[Labeled contour entries]
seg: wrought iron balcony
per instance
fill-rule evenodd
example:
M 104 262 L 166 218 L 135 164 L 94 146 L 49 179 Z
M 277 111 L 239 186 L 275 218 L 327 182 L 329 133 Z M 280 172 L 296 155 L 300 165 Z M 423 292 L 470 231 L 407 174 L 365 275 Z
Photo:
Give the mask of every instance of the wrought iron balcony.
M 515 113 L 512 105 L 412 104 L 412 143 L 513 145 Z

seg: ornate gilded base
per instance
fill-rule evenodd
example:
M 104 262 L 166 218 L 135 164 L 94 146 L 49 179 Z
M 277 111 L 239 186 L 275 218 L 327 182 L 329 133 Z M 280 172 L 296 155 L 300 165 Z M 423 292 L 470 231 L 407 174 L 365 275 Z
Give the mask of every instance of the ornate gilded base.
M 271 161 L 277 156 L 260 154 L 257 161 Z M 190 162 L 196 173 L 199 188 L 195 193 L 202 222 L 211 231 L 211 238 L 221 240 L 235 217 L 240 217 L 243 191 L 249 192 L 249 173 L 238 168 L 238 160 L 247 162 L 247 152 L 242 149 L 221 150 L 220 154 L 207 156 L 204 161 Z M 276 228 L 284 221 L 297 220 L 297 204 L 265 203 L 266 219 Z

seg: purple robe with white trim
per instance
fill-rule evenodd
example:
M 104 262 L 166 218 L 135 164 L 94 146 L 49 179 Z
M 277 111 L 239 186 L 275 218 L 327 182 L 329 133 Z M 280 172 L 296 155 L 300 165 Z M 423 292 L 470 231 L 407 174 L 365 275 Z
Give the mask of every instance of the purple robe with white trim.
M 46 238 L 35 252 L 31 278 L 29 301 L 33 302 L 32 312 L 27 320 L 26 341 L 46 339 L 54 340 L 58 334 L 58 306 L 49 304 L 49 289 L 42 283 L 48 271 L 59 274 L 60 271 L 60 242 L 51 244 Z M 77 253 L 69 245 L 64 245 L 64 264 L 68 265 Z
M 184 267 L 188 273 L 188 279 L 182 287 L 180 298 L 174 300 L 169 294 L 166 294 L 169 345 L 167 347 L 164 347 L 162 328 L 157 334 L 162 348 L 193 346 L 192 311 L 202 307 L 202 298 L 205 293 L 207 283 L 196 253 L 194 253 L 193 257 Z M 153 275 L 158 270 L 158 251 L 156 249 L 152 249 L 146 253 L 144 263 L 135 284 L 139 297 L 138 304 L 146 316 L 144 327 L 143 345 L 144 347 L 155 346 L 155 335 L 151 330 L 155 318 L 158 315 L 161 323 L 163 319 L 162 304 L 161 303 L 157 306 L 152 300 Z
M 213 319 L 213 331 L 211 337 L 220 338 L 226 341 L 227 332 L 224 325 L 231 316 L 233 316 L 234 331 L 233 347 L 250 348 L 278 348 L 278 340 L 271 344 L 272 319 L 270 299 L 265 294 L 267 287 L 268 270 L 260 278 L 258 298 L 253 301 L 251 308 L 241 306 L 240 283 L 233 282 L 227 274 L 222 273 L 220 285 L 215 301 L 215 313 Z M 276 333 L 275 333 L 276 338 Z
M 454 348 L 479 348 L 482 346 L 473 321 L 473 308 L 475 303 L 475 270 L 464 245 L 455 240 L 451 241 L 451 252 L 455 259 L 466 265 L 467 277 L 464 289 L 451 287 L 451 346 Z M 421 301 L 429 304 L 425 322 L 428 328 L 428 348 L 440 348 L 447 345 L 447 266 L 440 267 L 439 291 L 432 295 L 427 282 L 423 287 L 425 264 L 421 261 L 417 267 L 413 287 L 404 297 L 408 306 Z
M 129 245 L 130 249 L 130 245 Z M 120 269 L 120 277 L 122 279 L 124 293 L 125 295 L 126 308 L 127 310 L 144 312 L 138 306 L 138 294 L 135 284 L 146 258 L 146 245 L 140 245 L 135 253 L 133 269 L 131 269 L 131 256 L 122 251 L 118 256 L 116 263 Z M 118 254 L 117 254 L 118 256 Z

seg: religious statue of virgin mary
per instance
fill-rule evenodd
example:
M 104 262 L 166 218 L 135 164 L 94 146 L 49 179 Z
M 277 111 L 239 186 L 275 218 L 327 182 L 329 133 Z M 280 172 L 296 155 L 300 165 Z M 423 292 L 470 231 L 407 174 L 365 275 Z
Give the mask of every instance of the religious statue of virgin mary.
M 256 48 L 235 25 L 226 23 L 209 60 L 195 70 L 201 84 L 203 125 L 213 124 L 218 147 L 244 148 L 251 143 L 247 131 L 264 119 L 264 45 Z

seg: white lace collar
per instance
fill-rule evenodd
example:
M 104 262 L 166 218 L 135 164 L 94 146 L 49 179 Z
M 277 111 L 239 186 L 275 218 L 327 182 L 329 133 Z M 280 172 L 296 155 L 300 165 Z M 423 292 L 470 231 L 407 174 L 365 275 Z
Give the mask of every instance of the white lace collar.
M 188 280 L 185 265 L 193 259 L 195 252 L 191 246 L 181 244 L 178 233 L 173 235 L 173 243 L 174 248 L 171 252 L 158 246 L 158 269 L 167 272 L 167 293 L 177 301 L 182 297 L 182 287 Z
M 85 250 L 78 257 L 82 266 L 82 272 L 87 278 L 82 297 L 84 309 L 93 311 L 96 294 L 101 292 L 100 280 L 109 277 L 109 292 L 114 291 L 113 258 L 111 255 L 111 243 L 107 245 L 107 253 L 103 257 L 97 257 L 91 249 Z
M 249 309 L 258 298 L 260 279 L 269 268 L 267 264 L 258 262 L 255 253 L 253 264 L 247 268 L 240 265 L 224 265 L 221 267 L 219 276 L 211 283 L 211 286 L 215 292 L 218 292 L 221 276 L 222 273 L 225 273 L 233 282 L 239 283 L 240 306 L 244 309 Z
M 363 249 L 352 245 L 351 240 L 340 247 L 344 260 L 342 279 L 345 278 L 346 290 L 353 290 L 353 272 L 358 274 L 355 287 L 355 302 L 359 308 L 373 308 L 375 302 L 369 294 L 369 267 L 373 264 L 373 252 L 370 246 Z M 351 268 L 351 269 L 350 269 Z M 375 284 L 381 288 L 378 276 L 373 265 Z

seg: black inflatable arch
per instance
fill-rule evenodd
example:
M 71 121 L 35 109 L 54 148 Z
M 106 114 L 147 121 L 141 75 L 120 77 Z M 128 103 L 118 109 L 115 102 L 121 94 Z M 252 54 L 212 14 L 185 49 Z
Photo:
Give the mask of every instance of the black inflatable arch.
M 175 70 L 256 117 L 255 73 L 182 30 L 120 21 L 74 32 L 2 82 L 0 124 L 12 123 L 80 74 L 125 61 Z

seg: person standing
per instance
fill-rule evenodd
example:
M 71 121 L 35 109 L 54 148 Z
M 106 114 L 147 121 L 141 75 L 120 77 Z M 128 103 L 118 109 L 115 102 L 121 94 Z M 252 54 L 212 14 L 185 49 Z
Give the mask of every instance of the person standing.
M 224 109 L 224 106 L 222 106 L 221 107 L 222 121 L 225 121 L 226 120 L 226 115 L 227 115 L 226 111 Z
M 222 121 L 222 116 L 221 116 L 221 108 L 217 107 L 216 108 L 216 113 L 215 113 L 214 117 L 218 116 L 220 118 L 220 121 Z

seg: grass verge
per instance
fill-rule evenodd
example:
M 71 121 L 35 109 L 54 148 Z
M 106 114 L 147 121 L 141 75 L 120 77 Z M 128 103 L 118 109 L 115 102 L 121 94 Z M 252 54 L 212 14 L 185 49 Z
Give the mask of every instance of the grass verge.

__Problem requirements__:
Render every line of the listing above as a Markdown table with the columns "Row" and "Line". Put the row number under "Row" and the text under "Line", and leave out blank lines.

__Written solution__:
| Row | Line |
|---|---|
| 1 | seg: wrought iron balcony |
| 2 | per instance |
| 3 | fill-rule evenodd |
| 4 | example: |
| 5 | M 104 262 L 166 218 L 135 164 L 94 146 L 49 179 Z |
| 6 | M 277 111 L 239 186 L 275 218 L 327 182 L 329 133 Z M 280 172 L 296 155 L 300 165 Z M 423 292 L 470 231 L 407 174 L 365 275 Z |
| 7 | Photo: |
| 8 | Give the mask of every instance of the wrought iron balcony. |
| 9 | M 515 113 L 512 105 L 412 104 L 412 143 L 513 145 Z |
| 10 | seg: ornate gilded base |
| 11 | per instance |
| 12 | fill-rule evenodd |
| 13 | example: |
| 14 | M 104 262 L 166 218 L 135 164 L 94 146 L 49 179 Z |
| 15 | M 277 111 L 239 186 L 275 218 L 327 182 L 329 133 Z M 280 172 L 296 155 L 300 165 Z M 423 292 L 470 231 L 407 174 L 365 275 Z |
| 16 | Give the mask of every instance of the ornate gilded base. |
| 17 | M 271 161 L 277 156 L 260 154 L 257 161 Z M 190 162 L 196 173 L 199 188 L 195 193 L 202 222 L 211 231 L 211 238 L 221 240 L 235 217 L 240 217 L 243 191 L 249 192 L 249 173 L 238 168 L 238 160 L 247 162 L 247 152 L 242 149 L 221 150 L 220 154 L 207 156 L 204 161 Z M 276 228 L 284 221 L 297 220 L 297 204 L 265 203 L 266 219 Z |
| 18 | seg: purple robe with white trim |
| 19 | per instance |
| 20 | fill-rule evenodd |
| 21 | example: |
| 22 | M 104 262 L 166 218 L 135 164 L 94 146 L 49 179 Z |
| 23 | M 277 111 L 239 186 L 275 218 L 327 182 L 329 133 Z M 280 172 L 296 155 L 300 165 Z M 423 292 L 470 231 L 407 174 L 365 275 Z |
| 24 | Give the mask of every instance of the purple robe with white trim. |
| 25 | M 46 238 L 35 252 L 31 278 L 29 301 L 33 302 L 32 312 L 27 320 L 26 341 L 46 339 L 54 340 L 58 334 L 58 306 L 49 304 L 49 289 L 42 283 L 48 271 L 59 274 L 60 271 L 60 242 L 51 244 Z M 77 253 L 69 245 L 64 245 L 64 264 L 68 265 Z |
| 26 | M 184 267 L 188 273 L 188 279 L 182 287 L 180 298 L 174 300 L 169 294 L 166 294 L 169 345 L 167 347 L 164 347 L 162 328 L 157 334 L 162 348 L 193 346 L 192 311 L 202 307 L 202 298 L 205 293 L 207 283 L 196 253 L 194 253 L 193 257 Z M 153 275 L 158 270 L 158 251 L 156 249 L 152 249 L 146 253 L 144 263 L 135 284 L 139 297 L 138 304 L 146 316 L 144 327 L 143 345 L 144 347 L 155 346 L 155 335 L 151 330 L 155 318 L 158 315 L 161 323 L 163 319 L 162 304 L 161 303 L 157 306 L 152 300 Z |
| 27 | M 213 319 L 213 331 L 211 337 L 220 338 L 226 341 L 227 332 L 224 325 L 231 316 L 233 316 L 234 331 L 233 347 L 250 348 L 278 348 L 278 340 L 271 344 L 272 319 L 270 299 L 265 294 L 267 287 L 268 270 L 260 278 L 258 298 L 253 301 L 251 308 L 241 306 L 240 283 L 233 282 L 227 274 L 222 273 L 220 285 L 215 301 L 215 313 Z M 276 333 L 275 333 L 276 338 Z |
| 28 | M 454 348 L 479 348 L 482 346 L 473 321 L 473 308 L 475 303 L 475 270 L 464 245 L 455 240 L 451 241 L 451 252 L 455 259 L 466 265 L 467 277 L 464 289 L 451 287 L 451 346 Z M 421 301 L 429 304 L 425 322 L 428 328 L 428 348 L 440 348 L 447 345 L 447 266 L 440 267 L 439 291 L 432 295 L 427 282 L 423 287 L 425 264 L 421 261 L 417 267 L 413 287 L 404 297 L 408 306 Z |
| 29 | M 129 245 L 130 249 L 130 245 Z M 120 269 L 120 277 L 122 279 L 124 293 L 125 295 L 126 308 L 127 310 L 144 312 L 138 306 L 138 294 L 135 284 L 146 258 L 146 245 L 140 245 L 135 253 L 133 269 L 131 269 L 131 256 L 122 251 L 118 256 L 116 263 Z M 118 254 L 117 254 L 118 256 Z |
| 30 | seg: religious statue of virgin mary |
| 31 | per instance |
| 32 | fill-rule evenodd |
| 33 | example: |
| 34 | M 104 262 L 166 218 L 135 164 L 94 146 L 49 179 Z |
| 35 | M 277 111 L 239 186 L 275 218 L 327 182 L 329 133 Z M 280 172 L 296 155 L 300 165 Z M 423 292 L 470 231 L 407 174 L 365 275 Z |
| 36 | Give the mask of every instance of the religious statue of virgin mary. |
| 37 | M 256 48 L 235 25 L 226 23 L 209 60 L 195 70 L 201 84 L 203 125 L 213 124 L 218 147 L 244 148 L 251 143 L 247 131 L 264 119 L 264 45 Z |
| 38 | seg: white lace collar |
| 39 | per instance |
| 40 | fill-rule evenodd |
| 41 | example: |
| 42 | M 104 262 L 166 218 L 135 164 L 94 146 L 49 179 Z |
| 43 | M 277 111 L 239 186 L 275 218 L 327 182 L 329 133 Z M 280 172 L 296 155 L 300 165 Z M 423 292 L 470 231 L 407 174 L 365 275 Z |
| 44 | Give the mask of every instance of the white lace collar. |
| 45 | M 188 280 L 185 265 L 193 259 L 195 252 L 191 246 L 181 244 L 178 233 L 173 235 L 173 243 L 174 248 L 171 252 L 158 246 L 158 269 L 167 272 L 167 293 L 177 301 L 182 297 L 182 287 Z |
| 46 | M 85 250 L 78 257 L 82 266 L 82 272 L 87 278 L 82 297 L 84 309 L 93 311 L 96 294 L 101 292 L 100 280 L 109 277 L 109 292 L 114 291 L 113 258 L 111 255 L 111 243 L 107 245 L 107 253 L 103 257 L 97 257 L 91 249 Z |
| 47 | M 249 309 L 258 298 L 260 279 L 269 268 L 267 264 L 258 262 L 255 253 L 253 264 L 247 268 L 240 265 L 224 265 L 221 267 L 219 276 L 211 283 L 211 286 L 215 292 L 218 292 L 221 276 L 222 273 L 225 273 L 233 282 L 239 283 L 240 306 L 244 309 Z |
| 48 | M 363 249 L 352 245 L 351 240 L 340 247 L 344 260 L 342 279 L 345 278 L 346 290 L 353 290 L 353 272 L 358 274 L 355 287 L 355 302 L 359 308 L 373 308 L 375 302 L 369 294 L 369 267 L 373 264 L 373 252 L 370 246 Z M 351 268 L 351 269 L 350 269 Z M 375 284 L 381 288 L 378 276 L 373 265 Z |
| 49 | seg: black inflatable arch |
| 50 | per instance |
| 51 | fill-rule evenodd |
| 52 | example: |
| 53 | M 71 121 L 35 109 L 54 148 Z |
| 54 | M 106 114 L 147 121 L 141 75 L 120 77 Z M 128 103 L 118 109 L 115 102 L 121 94 Z M 252 54 L 212 14 L 185 49 Z |
| 55 | Photo: |
| 56 | Give the mask of every instance of the black inflatable arch. |
| 57 | M 175 70 L 256 117 L 255 73 L 182 30 L 120 21 L 74 32 L 2 82 L 0 124 L 12 123 L 80 74 L 125 61 Z |
| 58 | seg: person standing |
| 59 | per instance |
| 60 | fill-rule evenodd |
| 61 | example: |
| 62 | M 71 121 L 35 109 L 54 148 Z |
| 63 | M 106 114 L 147 121 L 141 75 L 120 77 Z M 128 103 L 118 109 L 115 102 L 121 94 Z M 252 54 L 212 14 L 185 49 Z |
| 64 | Give the mask of every instance of the person standing. |
| 65 | M 224 109 L 224 106 L 222 106 L 221 107 L 222 121 L 225 121 L 226 120 L 226 115 L 227 115 L 226 111 Z |
| 66 | M 222 121 L 222 116 L 221 116 L 221 108 L 217 107 L 216 108 L 216 113 L 215 113 L 214 117 L 218 116 L 220 118 L 220 121 Z |
| 67 | seg: grass verge |
| 68 | per instance |
| 69 | fill-rule evenodd |
| 70 | example: |
| 71 | M 71 121 L 35 109 L 54 148 Z |
| 72 | M 106 114 L 147 121 L 141 75 L 120 77 Z M 128 103 L 118 109 L 115 102 L 121 94 Z M 252 54 L 212 14 L 185 49 Z |
| 73 | Give the mask of every instance of the grass verge. |